> _Excerpt_:
*** Begin section ***

Personalities behind Everyday Sermons from Worcester Cathedral Priory

What is most intriguing about this collection of early fourteenth century monastic sermons is its rare, and possibly unique, survival. It consists of an unusual mixture of roughly written notes on parchment trimmings, with changes, corrections and marginal additions probably for reuse, neatly finished instructive homilies probably for novice monks, sermons copied from a Dominican sermon manual with some alterations, and several sermons composed for special occasions such as a monastic visitation. How, why and when were they first bound together? The answer to this conundrum can only be surmised. Prior to their initial medieval binding together they may have been separate leaves found in the cells of deceased monks. Sometime later they were incorporated into a single volume and placed in the monastic library of Worcester cathedral library where, six centuries later, they still remain.

*** End section ***

> _Excerpted records_:
*** Begin section ***

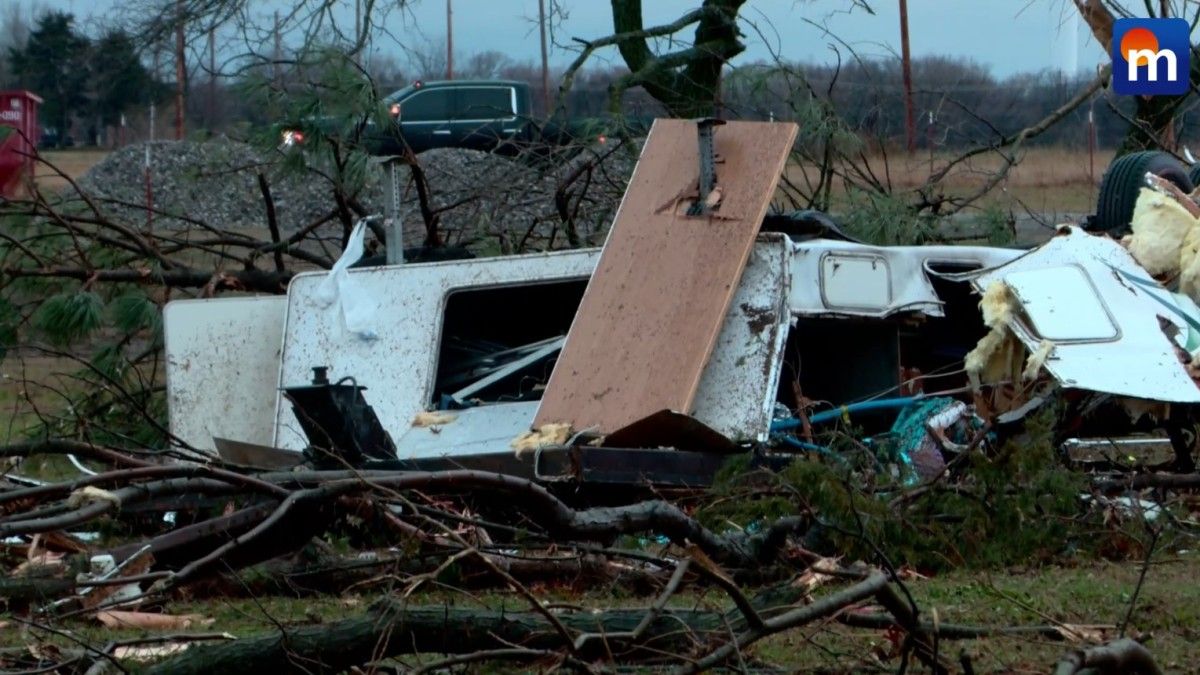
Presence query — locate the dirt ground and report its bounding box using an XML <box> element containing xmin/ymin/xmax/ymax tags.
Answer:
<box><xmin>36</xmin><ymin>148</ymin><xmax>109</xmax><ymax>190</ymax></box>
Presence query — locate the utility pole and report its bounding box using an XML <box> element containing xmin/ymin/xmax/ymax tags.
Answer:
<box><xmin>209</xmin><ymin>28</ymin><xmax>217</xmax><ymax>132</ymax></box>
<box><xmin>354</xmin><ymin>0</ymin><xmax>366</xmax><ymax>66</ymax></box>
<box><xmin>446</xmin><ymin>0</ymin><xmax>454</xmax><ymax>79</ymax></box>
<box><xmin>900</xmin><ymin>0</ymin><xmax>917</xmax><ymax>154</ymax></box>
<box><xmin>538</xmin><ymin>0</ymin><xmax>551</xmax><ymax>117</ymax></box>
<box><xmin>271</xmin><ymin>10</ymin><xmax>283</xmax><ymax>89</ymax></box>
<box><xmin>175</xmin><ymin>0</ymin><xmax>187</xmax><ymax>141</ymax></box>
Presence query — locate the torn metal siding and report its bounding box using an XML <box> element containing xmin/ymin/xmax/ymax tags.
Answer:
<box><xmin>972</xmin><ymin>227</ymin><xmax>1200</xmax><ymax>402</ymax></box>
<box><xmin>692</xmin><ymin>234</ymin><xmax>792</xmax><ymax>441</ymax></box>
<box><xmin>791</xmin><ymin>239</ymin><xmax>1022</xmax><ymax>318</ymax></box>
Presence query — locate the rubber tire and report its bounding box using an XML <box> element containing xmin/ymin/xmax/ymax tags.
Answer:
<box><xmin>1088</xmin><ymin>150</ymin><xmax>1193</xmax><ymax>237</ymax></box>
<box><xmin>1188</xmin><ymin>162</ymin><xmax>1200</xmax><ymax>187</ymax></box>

*** End section ***

> _Required work_:
(A) Rewrite the Worcester Cathedral Priory sermons passage from the words "What is most" through "they still remain.", substituting "brothers" for "monks".
(B) In the Worcester Cathedral Priory sermons passage, what were some of the sermons copied from?
(C) Carry on the Worcester Cathedral Priory sermons passage from its last sentence.
The data plays no part in this.

> _Answers below_:
(A)
What is most intriguing about this collection of early fourteenth century monastic sermons is its rare, and possibly unique, survival. It consists of an unusual mixture of roughly written notes on parchment trimmings, with changes, corrections and marginal additions probably for reuse, neatly finished instructive homilies probably for novice brothers, sermons copied from a Dominican sermon manual with some alterations, and several sermons composed for special occasions such as a monastic visitation. How, why and when were they first bound together? The answer to this conundrum can only be surmised. Prior to their initial medieval binding together they may have been separate leaves found in the cells of deceased brothers. Sometime later they were incorporated into a single volume and placed in the monastic library of Worcester cathedral library where, six centuries later, they still remain.

(B) A Dominican sermon manual, with some alterations.

(C)
A few of the monastic writers can be identified by means of a comparison with the handwriting in notes and colophons found in other surviving Worcester manuscripts. One of these monks is Henry Fouke, who must have filled the office of monastic librarian during the first half of the fourteenth century, and who made notes in many manuscripts. Another prominent member of the early fourteenth-century community and contemporary of Fouke is John de Saint Germans whose handwriting occurs in a number of manuscripts. He must have been regarded as a promising scholar because he was sent by the prior to study, first at the University of Oxford and later at the University of Paris. On his return from France, he brought back with him a hefty volume of sermons, ‘hot off the press’, composed by Guy d’Evreux, a Dominican friar. This is a surprising and inexplicable intrusion in the manuscript, unless we may assume that a number of Worcester monks found some of its contents relevant and adaptable for their preaching needs. They would certainly have proved suitable for use in parishes to which the monks were assigned on certain occasions.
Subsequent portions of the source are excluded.